Please pull out every line of the records below that contains the word "bridge", and copy each of those lines in full.
--- start Input material ---
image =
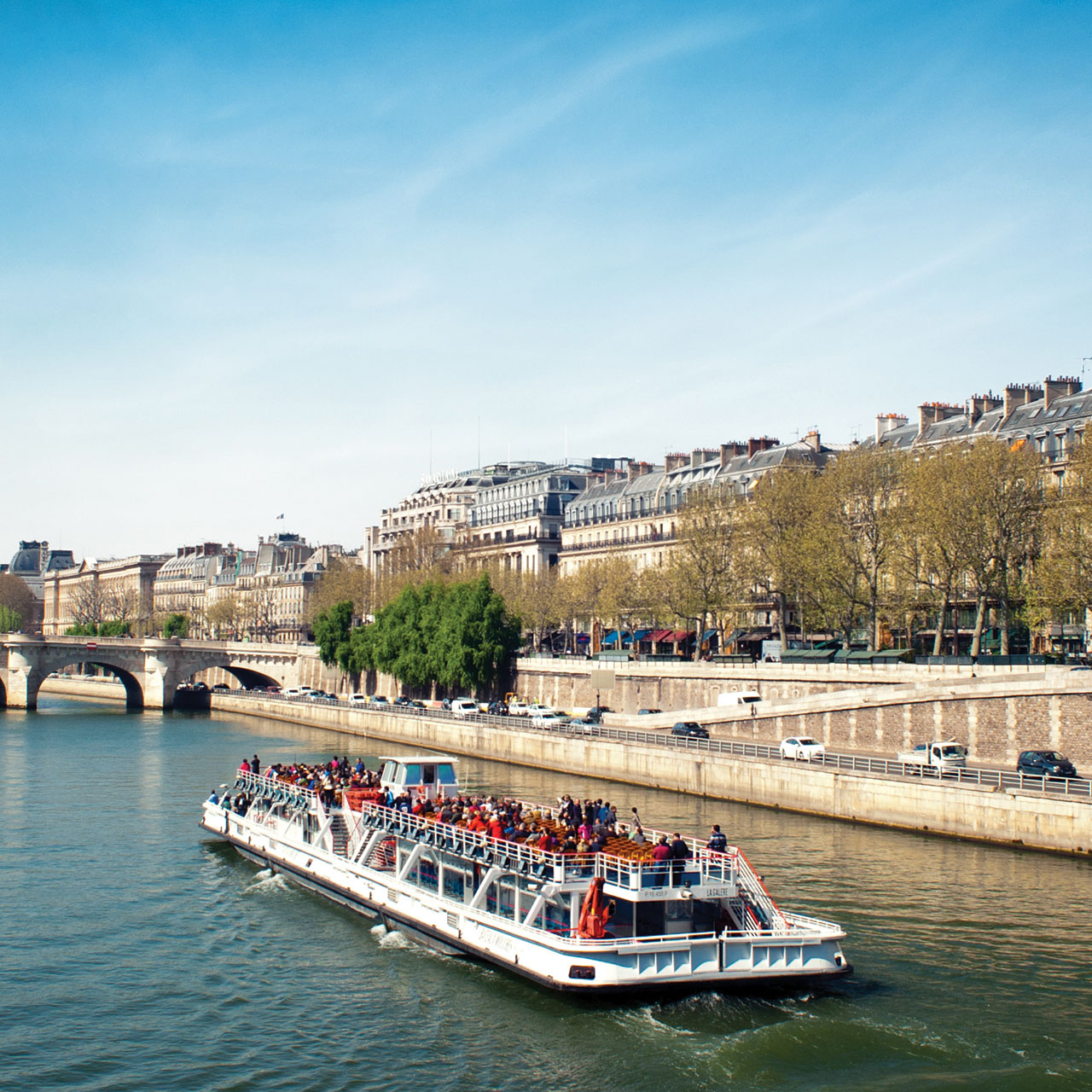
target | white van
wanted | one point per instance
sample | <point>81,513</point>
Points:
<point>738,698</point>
--- end Input material ---
--- start Input material ---
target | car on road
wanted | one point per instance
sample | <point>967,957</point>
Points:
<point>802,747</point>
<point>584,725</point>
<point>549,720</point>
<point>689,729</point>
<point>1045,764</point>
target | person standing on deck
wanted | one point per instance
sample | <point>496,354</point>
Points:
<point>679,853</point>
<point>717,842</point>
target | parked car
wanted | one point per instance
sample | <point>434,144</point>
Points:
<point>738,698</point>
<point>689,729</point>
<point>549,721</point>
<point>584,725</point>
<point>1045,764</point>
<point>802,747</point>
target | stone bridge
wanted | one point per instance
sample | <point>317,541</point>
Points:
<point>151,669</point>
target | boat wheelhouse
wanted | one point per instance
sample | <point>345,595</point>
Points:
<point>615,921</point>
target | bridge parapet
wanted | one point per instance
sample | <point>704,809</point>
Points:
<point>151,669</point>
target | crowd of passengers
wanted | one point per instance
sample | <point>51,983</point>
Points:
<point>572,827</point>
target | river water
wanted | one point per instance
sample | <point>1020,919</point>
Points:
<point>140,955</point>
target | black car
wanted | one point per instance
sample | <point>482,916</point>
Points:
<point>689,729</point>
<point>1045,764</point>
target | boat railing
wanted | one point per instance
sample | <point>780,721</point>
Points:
--- end Input material ---
▸ Task response:
target | stone bridge
target | bridge parapet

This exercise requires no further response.